**EXERCISE**:
In the race announcement thread, what kind of tires does the Nitro Sedan class use?

══ PAGE EXCERPT ══

# 8th Annual Summer Classic sponsored by Just 4 Fun Hobbies Lansing, MI Aug 20th



## NTwigs (Sep 29, 2001)

Hello again racers. It's that time again. The 8th annual Summer Classic sponsored by Just 4 Fun Hobbies. Dates will be Aug 19th-20th. We will be racing at the same location as last years Summer Classic. One summer old, smooth unused asphalt. T-shirts and trophies will be awarded.

Classes running are:

Stock Sedan Rubber- ROAR Rebuildable stock, either CS-27 or RP-30 tires, 6C Batt 4200's Legal.

19T Sedan Rubber- Fixed timing 19T(ie. Money 19T, Reedy 19T, Komondo Dragon 19T), Rp-30 or CS-27, 6C Batt 4200's legal/

Modified Sedan- Any ROAR legal modified, brushed or brushless, 6C batt 4200's legal, ANY tire.

Nitro Sedan- Any .12, Foam tires

Any additional classes if there are 4 or more entries.

Entry Fee is 25$ for the first, $10 for each additional. 1 T-Shirt per racer.

If you have any questions, please call Just 4 Fun Hobbies at 517-351-0313 or e-mail me at [email protected]

Hope to see you soon!!!

Nick


----------



## cor4101 (Apr 29, 2006)

Nick,

What a bad weekend to do that for me. Its race weekend at MIS, sadly I won't be able to make it.

Dave


----------



## Noah at HTU (May 4, 2006)

═══
══ MATERIAL SUPPLIED ══

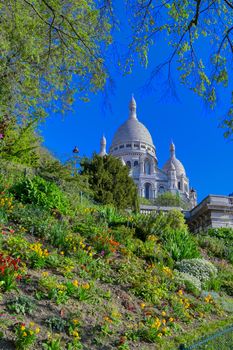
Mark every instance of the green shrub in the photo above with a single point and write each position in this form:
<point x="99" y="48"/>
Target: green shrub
<point x="189" y="282"/>
<point x="21" y="305"/>
<point x="180" y="244"/>
<point x="40" y="192"/>
<point x="158" y="223"/>
<point x="218" y="247"/>
<point x="199" y="268"/>
<point x="35" y="220"/>
<point x="222" y="232"/>
<point x="170" y="200"/>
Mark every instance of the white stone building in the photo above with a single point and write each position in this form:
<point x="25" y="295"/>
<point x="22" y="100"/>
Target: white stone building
<point x="133" y="144"/>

═══

**EXERCISE RESULT**:
Foam tires.